> Work instructions
Return each line of the listing that follows in which the string "rough" can be found.

> Record extracts
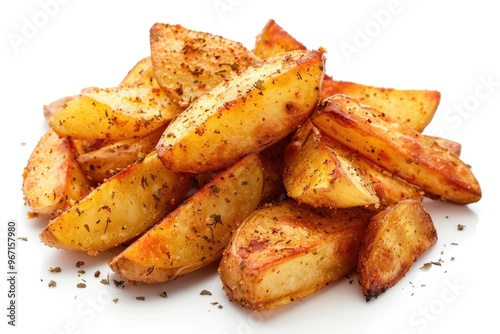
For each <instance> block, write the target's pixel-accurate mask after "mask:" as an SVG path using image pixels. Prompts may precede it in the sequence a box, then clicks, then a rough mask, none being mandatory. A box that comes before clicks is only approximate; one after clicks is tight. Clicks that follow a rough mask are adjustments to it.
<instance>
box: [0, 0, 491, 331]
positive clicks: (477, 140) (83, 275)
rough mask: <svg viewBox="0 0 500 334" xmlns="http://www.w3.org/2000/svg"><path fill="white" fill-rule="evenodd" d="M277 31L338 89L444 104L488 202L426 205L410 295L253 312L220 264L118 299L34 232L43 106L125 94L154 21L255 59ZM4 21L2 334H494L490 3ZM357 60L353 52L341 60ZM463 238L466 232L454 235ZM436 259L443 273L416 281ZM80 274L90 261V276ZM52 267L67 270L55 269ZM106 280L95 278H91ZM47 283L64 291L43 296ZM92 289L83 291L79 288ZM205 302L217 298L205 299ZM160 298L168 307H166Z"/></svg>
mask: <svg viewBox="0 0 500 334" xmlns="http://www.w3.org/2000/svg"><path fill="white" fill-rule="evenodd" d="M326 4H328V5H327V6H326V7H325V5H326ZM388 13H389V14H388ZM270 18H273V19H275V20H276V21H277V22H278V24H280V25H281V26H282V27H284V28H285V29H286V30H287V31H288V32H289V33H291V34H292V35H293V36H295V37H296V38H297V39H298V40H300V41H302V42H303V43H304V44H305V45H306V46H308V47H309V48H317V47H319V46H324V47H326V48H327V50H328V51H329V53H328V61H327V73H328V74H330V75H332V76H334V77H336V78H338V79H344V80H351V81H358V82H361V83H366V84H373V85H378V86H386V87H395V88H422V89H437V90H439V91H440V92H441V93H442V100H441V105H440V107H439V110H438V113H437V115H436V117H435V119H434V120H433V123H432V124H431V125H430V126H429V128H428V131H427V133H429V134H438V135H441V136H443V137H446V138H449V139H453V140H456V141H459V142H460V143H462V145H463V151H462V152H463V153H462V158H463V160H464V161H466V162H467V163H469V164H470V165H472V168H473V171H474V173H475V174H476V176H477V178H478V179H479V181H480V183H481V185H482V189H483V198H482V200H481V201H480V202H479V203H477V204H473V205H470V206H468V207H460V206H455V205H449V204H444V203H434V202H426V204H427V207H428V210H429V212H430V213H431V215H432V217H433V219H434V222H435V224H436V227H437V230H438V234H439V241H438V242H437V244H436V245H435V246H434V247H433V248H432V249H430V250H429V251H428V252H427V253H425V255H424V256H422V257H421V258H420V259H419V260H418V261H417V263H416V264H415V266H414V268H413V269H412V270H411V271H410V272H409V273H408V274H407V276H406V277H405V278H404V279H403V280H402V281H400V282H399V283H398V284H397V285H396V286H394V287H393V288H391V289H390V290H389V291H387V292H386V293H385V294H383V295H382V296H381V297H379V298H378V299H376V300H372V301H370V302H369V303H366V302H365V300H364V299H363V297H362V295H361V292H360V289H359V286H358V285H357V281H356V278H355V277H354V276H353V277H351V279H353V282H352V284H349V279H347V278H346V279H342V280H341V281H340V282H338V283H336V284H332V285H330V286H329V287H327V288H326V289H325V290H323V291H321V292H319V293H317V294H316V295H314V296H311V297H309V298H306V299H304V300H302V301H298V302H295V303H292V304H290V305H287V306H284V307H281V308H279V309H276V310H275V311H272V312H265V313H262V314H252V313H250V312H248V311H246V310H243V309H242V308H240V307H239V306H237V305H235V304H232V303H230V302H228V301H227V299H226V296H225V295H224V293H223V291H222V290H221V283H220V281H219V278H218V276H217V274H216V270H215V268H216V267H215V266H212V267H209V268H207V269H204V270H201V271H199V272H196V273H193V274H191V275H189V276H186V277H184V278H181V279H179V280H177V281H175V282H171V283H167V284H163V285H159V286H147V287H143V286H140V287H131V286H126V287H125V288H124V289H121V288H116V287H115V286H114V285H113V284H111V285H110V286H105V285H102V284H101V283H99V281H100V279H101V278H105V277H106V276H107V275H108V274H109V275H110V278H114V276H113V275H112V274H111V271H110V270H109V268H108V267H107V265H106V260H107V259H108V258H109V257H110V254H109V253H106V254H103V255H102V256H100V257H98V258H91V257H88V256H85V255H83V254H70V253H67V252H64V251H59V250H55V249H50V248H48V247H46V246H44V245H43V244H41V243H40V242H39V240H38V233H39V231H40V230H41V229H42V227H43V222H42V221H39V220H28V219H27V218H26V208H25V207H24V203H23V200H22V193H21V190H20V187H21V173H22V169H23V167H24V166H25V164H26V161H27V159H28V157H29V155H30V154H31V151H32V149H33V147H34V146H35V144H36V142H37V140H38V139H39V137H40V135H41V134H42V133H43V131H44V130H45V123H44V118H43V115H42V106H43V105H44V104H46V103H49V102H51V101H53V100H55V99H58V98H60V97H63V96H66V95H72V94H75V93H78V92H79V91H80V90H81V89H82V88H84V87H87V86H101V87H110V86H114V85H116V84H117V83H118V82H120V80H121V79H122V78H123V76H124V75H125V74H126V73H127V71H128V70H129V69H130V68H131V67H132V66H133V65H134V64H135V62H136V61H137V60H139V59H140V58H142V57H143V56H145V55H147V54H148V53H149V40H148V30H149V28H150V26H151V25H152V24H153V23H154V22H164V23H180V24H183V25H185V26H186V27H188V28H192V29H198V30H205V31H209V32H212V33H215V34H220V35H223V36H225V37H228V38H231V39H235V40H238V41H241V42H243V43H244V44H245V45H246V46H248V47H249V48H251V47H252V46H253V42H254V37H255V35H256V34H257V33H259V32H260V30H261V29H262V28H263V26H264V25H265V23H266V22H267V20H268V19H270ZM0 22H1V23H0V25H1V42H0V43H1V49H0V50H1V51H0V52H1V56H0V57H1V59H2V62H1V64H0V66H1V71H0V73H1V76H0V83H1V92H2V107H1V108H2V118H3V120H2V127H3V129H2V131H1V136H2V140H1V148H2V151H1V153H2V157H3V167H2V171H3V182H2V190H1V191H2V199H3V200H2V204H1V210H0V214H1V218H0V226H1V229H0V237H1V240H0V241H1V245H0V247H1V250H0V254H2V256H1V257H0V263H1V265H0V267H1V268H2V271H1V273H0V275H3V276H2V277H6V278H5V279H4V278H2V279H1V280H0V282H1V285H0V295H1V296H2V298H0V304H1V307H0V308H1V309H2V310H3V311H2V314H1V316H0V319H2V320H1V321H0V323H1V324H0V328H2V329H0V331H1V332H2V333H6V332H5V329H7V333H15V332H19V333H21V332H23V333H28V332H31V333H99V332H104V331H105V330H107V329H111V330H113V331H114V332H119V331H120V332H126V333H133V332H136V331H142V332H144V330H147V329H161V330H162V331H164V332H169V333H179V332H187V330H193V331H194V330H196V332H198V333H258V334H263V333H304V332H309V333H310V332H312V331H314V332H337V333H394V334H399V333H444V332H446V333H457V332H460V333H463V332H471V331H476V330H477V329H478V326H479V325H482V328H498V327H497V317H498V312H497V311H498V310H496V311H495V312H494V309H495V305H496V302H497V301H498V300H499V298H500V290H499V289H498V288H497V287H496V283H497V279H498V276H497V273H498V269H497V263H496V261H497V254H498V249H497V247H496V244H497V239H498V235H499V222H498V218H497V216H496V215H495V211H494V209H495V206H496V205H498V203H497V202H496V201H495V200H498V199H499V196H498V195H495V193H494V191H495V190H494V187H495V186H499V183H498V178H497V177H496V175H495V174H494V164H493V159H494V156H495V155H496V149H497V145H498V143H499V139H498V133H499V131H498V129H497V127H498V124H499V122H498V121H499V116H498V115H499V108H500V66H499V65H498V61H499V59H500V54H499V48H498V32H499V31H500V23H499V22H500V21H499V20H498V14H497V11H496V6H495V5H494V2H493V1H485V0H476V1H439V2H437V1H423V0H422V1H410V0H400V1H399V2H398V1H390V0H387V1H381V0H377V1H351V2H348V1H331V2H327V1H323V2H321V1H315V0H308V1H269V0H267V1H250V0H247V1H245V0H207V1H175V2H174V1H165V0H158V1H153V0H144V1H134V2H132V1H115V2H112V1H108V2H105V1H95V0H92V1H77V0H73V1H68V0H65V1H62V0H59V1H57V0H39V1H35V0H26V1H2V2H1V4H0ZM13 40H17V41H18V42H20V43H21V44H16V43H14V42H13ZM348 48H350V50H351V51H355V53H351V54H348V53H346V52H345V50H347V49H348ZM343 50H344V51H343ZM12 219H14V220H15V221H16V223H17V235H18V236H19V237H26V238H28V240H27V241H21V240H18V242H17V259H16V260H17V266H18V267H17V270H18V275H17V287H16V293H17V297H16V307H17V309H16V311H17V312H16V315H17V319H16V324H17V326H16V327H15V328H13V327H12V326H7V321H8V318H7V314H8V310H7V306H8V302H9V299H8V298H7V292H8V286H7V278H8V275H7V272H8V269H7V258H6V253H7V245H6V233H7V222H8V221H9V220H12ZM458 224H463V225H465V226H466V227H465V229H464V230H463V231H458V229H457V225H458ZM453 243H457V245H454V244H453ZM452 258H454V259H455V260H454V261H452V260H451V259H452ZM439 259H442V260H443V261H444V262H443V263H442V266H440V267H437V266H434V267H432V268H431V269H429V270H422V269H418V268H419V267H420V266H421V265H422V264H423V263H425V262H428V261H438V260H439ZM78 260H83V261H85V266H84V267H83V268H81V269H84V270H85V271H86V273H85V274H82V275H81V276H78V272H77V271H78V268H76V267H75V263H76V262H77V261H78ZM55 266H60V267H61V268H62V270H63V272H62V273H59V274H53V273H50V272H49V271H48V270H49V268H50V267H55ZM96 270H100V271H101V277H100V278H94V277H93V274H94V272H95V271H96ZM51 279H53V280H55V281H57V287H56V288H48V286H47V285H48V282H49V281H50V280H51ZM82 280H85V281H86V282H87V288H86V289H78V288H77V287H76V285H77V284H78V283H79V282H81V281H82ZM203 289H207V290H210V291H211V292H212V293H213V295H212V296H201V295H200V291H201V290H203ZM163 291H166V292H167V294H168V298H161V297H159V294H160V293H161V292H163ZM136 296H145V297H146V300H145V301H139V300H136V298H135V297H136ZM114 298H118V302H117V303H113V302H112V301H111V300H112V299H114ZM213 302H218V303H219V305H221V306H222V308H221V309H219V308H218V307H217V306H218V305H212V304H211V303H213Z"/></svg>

> Finished task
For each <instance> block, write the target's pixel-accurate mask after "mask:" as an SVG path using image pixels. Prompts may precede it in the sequence a box, then clicks, then a rough mask, none being mandatory. A box that comes before clicks is only approximate; one after clicks is tight. Clicks that follow a rough mask are adjustments to it.
rough mask: <svg viewBox="0 0 500 334" xmlns="http://www.w3.org/2000/svg"><path fill="white" fill-rule="evenodd" d="M277 31L338 89L444 104L488 202L426 205L410 295L253 312L220 264L118 299L34 232L43 106L125 94L154 21L255 59ZM4 21L2 334H494L490 3ZM357 60L353 52L341 60ZM463 238L466 232L454 235ZM436 259L443 273L416 281ZM80 274L90 261V276ZM52 267L67 270L55 269ZM106 280L95 278H91ZM47 283L64 291L43 296ZM92 289L83 291L79 288ZM205 302L217 298L205 299ZM160 298L168 307H166Z"/></svg>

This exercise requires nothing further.